===== DATA EXCERPTS =====

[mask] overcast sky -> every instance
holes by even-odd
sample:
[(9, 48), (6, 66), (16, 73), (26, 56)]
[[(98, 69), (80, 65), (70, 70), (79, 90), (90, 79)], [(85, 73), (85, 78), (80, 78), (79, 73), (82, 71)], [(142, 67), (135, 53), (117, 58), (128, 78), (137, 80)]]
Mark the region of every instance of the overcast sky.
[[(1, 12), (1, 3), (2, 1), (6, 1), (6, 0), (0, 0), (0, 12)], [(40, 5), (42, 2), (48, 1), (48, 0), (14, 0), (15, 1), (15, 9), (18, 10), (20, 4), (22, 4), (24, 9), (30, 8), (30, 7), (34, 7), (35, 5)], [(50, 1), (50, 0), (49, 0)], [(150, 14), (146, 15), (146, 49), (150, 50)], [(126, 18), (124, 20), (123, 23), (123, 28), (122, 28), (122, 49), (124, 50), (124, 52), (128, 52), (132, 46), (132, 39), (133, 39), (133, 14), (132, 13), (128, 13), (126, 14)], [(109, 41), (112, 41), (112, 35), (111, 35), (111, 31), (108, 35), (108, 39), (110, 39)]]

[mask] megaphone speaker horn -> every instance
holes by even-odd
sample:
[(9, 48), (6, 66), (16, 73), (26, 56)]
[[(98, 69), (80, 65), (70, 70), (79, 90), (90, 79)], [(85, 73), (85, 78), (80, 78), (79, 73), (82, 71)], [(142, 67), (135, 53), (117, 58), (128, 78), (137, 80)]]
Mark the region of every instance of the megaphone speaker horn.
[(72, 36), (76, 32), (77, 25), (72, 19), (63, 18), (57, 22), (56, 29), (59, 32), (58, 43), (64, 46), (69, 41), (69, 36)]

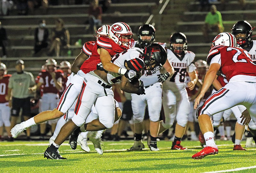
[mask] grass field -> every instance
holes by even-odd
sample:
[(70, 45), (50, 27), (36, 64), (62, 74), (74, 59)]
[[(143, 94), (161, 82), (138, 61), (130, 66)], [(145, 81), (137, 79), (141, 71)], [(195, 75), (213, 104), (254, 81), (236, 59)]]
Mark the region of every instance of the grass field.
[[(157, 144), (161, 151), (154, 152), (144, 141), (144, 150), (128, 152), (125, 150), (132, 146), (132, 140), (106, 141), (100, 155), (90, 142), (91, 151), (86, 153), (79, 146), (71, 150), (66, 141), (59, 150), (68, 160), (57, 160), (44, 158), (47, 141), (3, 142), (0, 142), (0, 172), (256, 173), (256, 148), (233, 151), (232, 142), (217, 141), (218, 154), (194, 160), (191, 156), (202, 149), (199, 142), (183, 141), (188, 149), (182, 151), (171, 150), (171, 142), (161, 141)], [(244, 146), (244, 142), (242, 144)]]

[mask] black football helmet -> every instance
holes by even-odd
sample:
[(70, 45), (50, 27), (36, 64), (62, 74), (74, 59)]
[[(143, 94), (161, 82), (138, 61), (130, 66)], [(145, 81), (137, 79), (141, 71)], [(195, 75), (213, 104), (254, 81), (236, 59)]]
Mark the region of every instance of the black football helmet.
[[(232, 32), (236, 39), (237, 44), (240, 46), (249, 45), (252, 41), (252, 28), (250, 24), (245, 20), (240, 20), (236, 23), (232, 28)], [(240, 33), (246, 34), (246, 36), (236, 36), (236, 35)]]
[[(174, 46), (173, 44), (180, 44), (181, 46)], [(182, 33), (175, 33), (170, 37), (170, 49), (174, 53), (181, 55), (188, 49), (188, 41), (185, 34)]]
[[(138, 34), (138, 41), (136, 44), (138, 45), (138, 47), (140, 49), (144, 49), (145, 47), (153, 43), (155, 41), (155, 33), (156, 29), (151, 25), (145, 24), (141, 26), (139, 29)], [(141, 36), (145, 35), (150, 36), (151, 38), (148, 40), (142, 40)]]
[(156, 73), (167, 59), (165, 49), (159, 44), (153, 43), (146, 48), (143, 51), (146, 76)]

=====
===== DATA EXCERPTS =====

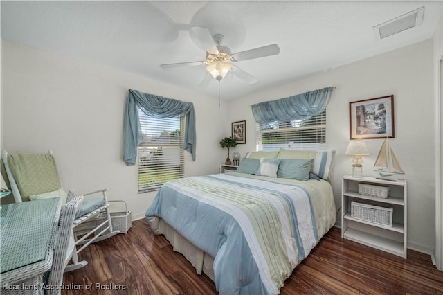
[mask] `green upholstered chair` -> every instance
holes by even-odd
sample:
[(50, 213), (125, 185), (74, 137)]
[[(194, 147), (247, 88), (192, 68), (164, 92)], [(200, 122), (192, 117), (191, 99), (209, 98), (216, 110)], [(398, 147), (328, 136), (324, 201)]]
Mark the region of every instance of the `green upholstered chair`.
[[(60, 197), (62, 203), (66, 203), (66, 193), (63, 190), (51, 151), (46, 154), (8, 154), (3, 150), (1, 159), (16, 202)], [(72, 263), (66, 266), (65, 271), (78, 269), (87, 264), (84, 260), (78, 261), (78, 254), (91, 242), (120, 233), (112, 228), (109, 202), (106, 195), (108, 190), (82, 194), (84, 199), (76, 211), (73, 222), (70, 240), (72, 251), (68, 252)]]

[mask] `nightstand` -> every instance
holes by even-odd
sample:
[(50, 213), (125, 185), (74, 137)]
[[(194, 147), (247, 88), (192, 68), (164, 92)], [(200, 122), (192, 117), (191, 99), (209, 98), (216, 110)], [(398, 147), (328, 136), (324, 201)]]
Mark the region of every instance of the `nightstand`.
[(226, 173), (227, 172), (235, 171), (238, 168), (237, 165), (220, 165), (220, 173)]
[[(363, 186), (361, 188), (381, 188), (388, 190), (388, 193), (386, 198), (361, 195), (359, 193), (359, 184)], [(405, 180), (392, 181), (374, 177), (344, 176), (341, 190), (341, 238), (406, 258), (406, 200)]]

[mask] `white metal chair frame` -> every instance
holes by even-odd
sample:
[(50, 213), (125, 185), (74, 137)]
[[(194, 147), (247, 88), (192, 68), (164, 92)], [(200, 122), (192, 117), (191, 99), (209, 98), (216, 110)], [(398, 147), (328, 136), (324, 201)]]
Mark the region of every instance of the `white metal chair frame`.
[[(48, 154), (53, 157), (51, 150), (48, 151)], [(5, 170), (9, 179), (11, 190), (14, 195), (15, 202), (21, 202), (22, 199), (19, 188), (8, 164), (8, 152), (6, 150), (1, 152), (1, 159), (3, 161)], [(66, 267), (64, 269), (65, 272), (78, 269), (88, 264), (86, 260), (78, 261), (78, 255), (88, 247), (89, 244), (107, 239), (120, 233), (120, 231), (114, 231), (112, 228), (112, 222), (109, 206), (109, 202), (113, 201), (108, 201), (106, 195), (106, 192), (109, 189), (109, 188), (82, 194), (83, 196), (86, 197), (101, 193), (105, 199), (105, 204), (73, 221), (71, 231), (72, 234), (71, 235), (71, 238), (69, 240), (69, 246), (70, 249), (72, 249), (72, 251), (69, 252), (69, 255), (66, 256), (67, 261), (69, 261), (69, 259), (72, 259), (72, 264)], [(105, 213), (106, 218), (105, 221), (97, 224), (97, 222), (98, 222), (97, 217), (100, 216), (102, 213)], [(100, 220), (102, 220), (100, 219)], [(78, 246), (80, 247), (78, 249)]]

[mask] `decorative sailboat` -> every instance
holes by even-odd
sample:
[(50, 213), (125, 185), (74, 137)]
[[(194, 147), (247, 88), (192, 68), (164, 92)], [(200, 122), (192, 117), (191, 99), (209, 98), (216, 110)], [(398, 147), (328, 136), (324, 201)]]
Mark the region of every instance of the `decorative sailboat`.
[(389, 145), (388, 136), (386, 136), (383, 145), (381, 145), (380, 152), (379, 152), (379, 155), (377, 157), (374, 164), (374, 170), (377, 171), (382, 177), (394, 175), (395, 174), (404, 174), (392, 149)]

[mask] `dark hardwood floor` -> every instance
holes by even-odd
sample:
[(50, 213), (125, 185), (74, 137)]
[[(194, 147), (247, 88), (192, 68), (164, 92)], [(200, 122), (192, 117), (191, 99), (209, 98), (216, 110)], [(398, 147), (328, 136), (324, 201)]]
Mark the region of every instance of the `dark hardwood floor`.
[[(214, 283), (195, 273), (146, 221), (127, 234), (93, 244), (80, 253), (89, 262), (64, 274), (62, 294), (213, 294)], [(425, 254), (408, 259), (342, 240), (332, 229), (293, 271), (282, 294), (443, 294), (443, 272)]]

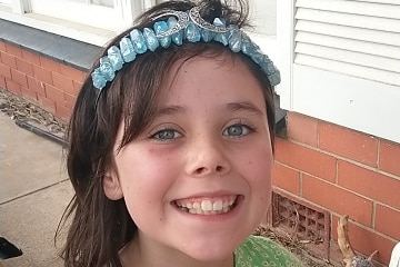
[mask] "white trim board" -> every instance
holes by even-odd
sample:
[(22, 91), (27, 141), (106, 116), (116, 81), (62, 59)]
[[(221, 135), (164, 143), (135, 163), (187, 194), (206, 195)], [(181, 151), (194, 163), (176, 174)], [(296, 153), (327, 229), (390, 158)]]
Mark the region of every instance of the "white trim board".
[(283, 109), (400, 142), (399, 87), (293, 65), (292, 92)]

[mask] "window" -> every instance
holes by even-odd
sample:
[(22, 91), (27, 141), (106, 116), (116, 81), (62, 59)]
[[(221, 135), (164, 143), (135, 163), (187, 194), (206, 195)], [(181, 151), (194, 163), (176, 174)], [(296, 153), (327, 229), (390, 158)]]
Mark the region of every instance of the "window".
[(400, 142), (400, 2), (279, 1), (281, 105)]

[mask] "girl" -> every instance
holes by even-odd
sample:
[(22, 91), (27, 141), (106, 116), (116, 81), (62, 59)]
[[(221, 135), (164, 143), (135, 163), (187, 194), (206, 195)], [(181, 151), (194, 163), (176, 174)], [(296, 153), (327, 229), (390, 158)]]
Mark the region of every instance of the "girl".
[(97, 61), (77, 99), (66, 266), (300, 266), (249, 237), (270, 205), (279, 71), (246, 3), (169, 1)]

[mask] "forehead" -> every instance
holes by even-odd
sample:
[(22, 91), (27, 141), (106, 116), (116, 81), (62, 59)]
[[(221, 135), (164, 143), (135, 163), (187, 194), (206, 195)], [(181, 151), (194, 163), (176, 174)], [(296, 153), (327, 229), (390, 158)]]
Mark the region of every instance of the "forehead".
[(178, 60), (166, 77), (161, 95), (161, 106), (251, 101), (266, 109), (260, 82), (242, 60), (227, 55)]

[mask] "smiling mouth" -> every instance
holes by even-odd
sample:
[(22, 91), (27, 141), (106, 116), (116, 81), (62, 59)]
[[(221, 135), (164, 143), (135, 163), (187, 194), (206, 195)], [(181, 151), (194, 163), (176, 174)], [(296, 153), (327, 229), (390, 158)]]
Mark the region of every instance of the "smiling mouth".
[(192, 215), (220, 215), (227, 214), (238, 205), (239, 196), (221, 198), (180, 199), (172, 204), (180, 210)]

=====
===== DATA EXCERPTS =====

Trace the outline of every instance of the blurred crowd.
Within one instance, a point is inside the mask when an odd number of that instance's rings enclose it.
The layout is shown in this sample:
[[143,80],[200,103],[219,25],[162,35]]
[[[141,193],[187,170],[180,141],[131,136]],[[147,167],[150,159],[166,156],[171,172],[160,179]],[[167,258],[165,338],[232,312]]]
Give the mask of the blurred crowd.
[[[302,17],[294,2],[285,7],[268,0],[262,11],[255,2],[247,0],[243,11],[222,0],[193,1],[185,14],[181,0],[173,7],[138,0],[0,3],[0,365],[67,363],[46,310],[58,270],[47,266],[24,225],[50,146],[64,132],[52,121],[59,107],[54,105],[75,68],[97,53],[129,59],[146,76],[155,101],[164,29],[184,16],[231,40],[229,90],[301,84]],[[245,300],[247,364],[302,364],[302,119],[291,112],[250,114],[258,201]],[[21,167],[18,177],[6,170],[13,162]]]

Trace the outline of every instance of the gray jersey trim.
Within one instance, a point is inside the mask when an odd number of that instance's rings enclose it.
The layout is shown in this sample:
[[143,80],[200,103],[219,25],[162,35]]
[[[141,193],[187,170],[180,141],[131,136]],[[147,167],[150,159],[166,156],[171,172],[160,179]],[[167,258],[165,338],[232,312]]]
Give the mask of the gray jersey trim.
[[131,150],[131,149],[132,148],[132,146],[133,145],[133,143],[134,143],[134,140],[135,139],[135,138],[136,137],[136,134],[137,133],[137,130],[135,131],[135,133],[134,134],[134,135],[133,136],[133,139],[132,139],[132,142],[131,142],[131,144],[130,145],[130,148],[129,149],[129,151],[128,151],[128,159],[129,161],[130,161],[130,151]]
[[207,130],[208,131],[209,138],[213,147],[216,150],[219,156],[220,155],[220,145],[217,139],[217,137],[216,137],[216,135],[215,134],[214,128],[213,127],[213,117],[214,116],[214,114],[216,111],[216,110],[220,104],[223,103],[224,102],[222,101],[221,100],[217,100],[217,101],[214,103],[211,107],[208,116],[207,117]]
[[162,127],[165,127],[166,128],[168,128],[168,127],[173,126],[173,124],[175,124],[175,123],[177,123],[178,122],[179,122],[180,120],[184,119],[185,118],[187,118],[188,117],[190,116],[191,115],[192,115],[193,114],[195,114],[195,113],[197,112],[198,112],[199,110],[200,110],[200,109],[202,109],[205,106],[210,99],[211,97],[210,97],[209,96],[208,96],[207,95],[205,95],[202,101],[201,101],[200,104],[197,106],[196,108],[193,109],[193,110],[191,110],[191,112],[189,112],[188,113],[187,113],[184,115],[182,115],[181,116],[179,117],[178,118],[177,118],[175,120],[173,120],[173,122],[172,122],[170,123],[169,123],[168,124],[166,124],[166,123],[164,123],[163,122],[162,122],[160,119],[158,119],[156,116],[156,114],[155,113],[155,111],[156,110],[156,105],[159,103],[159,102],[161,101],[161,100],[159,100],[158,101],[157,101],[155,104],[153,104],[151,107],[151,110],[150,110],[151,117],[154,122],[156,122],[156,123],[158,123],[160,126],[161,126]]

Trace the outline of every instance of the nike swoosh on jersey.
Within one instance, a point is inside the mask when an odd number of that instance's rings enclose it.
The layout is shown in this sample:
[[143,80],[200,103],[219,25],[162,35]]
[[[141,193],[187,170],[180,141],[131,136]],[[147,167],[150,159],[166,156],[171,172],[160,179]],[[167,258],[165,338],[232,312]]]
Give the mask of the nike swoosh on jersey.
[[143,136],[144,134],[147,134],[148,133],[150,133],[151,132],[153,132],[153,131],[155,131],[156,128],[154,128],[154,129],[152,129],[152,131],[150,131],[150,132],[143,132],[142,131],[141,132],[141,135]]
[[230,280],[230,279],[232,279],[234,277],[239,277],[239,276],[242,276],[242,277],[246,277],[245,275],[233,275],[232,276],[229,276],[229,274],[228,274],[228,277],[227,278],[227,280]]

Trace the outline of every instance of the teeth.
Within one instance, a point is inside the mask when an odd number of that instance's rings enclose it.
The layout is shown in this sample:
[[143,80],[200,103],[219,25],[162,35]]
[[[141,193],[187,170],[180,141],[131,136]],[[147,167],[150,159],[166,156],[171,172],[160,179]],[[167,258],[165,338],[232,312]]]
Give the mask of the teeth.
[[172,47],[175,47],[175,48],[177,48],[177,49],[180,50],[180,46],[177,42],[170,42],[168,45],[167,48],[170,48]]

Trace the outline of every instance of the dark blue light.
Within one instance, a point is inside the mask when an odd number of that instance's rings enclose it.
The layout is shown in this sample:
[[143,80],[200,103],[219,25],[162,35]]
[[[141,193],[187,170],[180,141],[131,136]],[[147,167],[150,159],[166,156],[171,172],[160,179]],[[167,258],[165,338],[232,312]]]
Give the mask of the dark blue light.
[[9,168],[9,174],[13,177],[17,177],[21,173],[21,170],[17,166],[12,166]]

=====

§ OBJECTIVE:
Edit the lines of the listing that run from the line containing "[mask] overcast sky -> every instance" through the line containing "Mark the region of every instance of the overcast", both included. Write them out again with "overcast sky" replaced by "cloudy sky" and everything else left as it is.

§ THE RESPONSE:
[mask] cloudy sky -> every instance
holes by even-odd
sample:
[(9, 48), (6, 66), (16, 73), (26, 56)]
[[(98, 69), (80, 65), (70, 70), (79, 90), (90, 79)], [(85, 73), (85, 78), (80, 78), (79, 73), (82, 71)], [(142, 67), (135, 53), (117, 58), (128, 78), (137, 80)]]
Mark the region of every instance of the cloudy sky.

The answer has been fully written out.